Goal: Rewrite the records below, swapping "agriculture drone" for "survey drone" and keeping every other character the same.

####################

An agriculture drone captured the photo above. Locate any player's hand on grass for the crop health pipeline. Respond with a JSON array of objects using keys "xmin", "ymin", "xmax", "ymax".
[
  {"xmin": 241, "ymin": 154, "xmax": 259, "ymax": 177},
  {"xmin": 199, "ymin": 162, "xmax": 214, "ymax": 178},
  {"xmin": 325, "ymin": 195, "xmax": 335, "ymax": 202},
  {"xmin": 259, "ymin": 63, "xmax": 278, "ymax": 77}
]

####################

Exercise solution:
An survey drone captured the photo above. Locate any player's hand on grass for the crop health pipeline. Respond with a JSON array of objects using keys "xmin", "ymin", "xmax", "ymax".
[
  {"xmin": 241, "ymin": 154, "xmax": 259, "ymax": 177},
  {"xmin": 199, "ymin": 162, "xmax": 214, "ymax": 178},
  {"xmin": 325, "ymin": 195, "xmax": 335, "ymax": 202},
  {"xmin": 259, "ymin": 63, "xmax": 278, "ymax": 77}
]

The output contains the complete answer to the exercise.